Exercise passage >>

BEGIN

I started this post months ago and had to pause due to other concerns. I'm glad I put it on pause because I didn't like my introduction. Now the post makes more sense because I was able to find another source to quote for the introduction and put the piece in the context of the year that he wrote his Report on Manufacturers. I'm also finding discrepancies between people's writings. Someone gave credit for the 1781 bank proposal to Robert Morris, but it's in Hamilton's hand then and so the biographer skipped over Hamilton's service to Morris. It's a minor discrepancy, but a similar one I just discovered on the subject of fisheries as Jefferson and Hamilton seem to have exchanged letters on the subject. Possibly they read each other's letters and might have acted on them had they not started squabbling like they did more and more as Washington's first Term finished. By the Second Term Jefferson left government and Hamilton soon followed. Hamilton won his arguments with Jefferson because he'd done his homework and because the Republicans were reacting to a scapegoat. Hamilton was not a saint. He was an elitist. But so were they. And he was not a monarchist and he cared about this country more than he cared for his personal aggrandizement.

What's missing from the Constitution

Question: What is missing from the Constitution?

It's weird how the media, especially the History Channel and related, have been focusing on the Washington Administration and the fight between Hamilton and Jefferson, because I've spent the last several years thinking about them too. It's like our collective Zeitgeist is looking for the cause of an illness. It turns out we have the equivalent of a tick bite. Something that started small and soon infected the whole country. The fact is that Jefferson, the architect of our vision of who we are from the Declaration of Independence, and Hamilton, architect of our federal and economic system with Jefferson's friend Madison, started fighting like School-children while serving our First President George Washington. With the result that two parties were created who have been busy sabotaging and fighting each other off and on ever since.

Jefferson said in the Declaration of Independence:

"We hold these truths to be self-evident, that all men are created equal, that they are endowed by their Creator with certain unalienable Rights, that among these are Life, Liberty and the pursuit of Happiness.--That to secure these rights, Governments are instituted among Men, deriving their just powers from the consent of the governed" [declaration_transcript]

The fight was actually fought at two levels. Among the elites it was a fight over "assumption" and gradually morphed into other fights as the people involved tried to recruit support from ordinary citizens. The Jeffersonians called themselves Republicans and claimed to be defending democracy. The Federalists wanted a strong Federal Government and were focused on the USA having a strong economic system. Jefferson allegedly wanted an "agrarian society."

END

Image-based grounding data
BEGIN

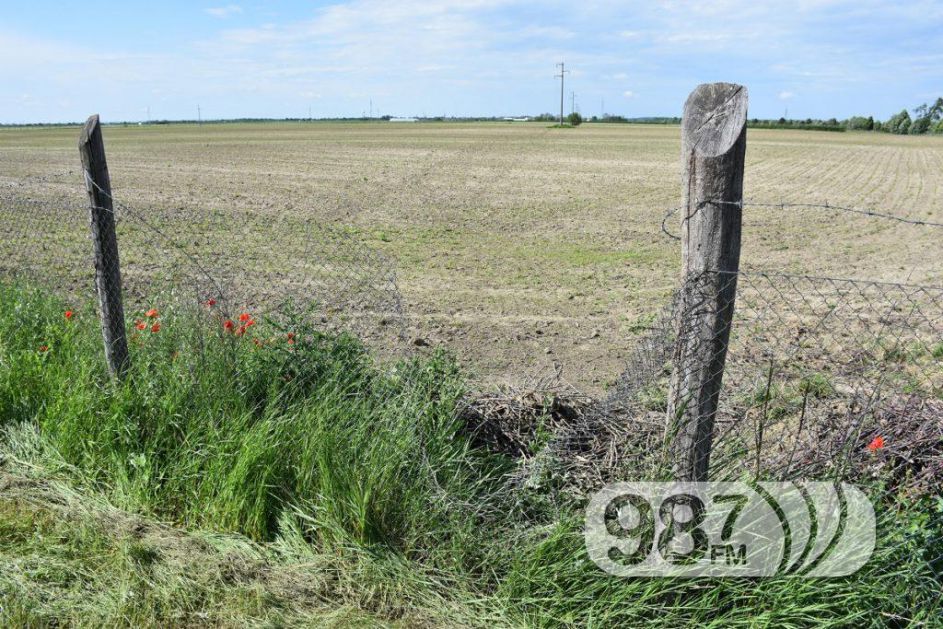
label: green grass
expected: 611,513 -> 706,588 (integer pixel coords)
0,286 -> 943,627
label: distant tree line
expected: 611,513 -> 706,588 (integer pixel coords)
572,98 -> 943,135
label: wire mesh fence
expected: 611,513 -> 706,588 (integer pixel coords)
0,173 -> 943,506
0,176 -> 406,358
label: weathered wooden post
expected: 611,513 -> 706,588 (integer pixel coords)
79,114 -> 128,376
668,83 -> 747,482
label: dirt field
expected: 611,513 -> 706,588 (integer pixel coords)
0,123 -> 943,391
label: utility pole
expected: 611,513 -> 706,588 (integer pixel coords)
555,61 -> 569,127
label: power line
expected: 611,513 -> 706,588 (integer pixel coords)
554,61 -> 569,127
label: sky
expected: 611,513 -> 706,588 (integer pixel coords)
0,0 -> 943,123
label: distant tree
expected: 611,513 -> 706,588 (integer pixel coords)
845,116 -> 874,131
884,109 -> 911,135
909,115 -> 933,135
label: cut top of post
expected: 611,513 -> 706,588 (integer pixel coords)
681,83 -> 748,157
79,114 -> 111,196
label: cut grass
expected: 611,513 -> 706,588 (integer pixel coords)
0,286 -> 943,627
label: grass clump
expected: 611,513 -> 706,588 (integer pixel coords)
0,285 -> 943,626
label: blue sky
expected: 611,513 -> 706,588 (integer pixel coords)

END

What you are asked to do >> In the post about Hamilton and Jefferson, why is the writer glad the post was put on pause?

Problem solution >> The writer did not like the original introduction. The pause allowed the writer to find another source to quote for the introduction and to place the piece in the context of the year Hamilton wrote his Report on Manufacturers.